SOURCE EXCERPT
====

Tell the 1/2 a million, yes 500,000 people in mass graves all throughout Iraq that Saddamn should be in power. Yes, Iraq is a mess because there is a power vacuum once Saddamn was gone. There was no chosen successor except Uday & Quisey, and we know how swell those two were.

Tell the 5,000 Kuwaiti women raped by Saddamn's army in 1990 how good it was for them too. This guy was a madman & GWB gave him ample chances to do the right thing and let the UN weapons inspectors do their jobs.

At least GWB has principles and stands for what is right in this world. He's killed or captured 3/4 of Al Quada and the other 1/4 of them are s#itting bricks. He does what he says and thankfully he'll lead this counrty to another 4 more years. He's the *MAN*, plain & simple. HC


----------



## Guest

Endorsing Kerry is the smartest thing that any union in this state could have done. If he had won, they would have the president on their side. Now that we know that he has lost they still have a US senator on their side. That is a win/win for BPD, and the same would have been true for the Florida Depts, Bush wins president and Gov on their side. If he lost then the Governor would be on their side.


----------



## mpd61

lancegoodthrust @ 03 Nov 2004 11:39 said:


> Endorsing Kerry is the smartest thing that any union in this state could have done. If he had won, they would have the president on their side. Now that we know that he has lost they still have a US senator on their side. That is a win/win for BPD, and the same would have been true for the Florida Depts, Bush wins president and Gov on their side. If he lost then the Governor would be on their side.


Ahh...................

If only life was really that simple. Endorsing Kerry was a silly thing cuz he hasn't done anything for BPD before, and Bush and GOP congress could have done more for Boston ANYDAY of the week.

====

DATASET SECTION
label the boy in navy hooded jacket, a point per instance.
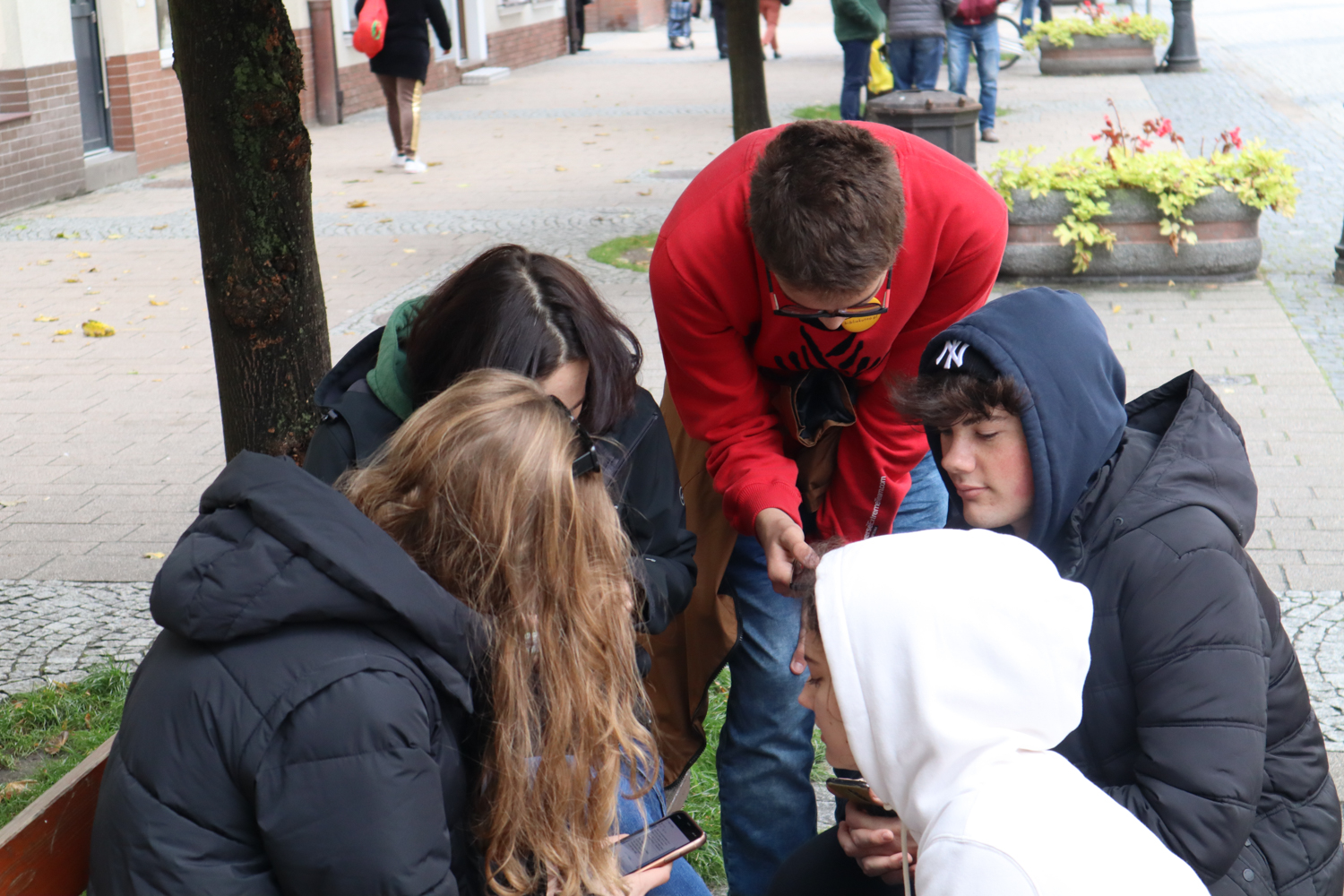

====

JOBS
A. List every fraction written with a slash (in the form x/y) that appears in the forum thread, in the order they occur.
B. Reproduce the part of the forum thread starting at "If only life" and ending at "of the week.", word for word.

ANSWERS IN ORDER
A. 1/2, 3/4, 1/4

B.
If only life was really that simple. Endorsing Kerry was a silly thing cuz he hasn't done anything for BPD before, and Bush and GOP congress could have done more for Boston ANYDAY of the week.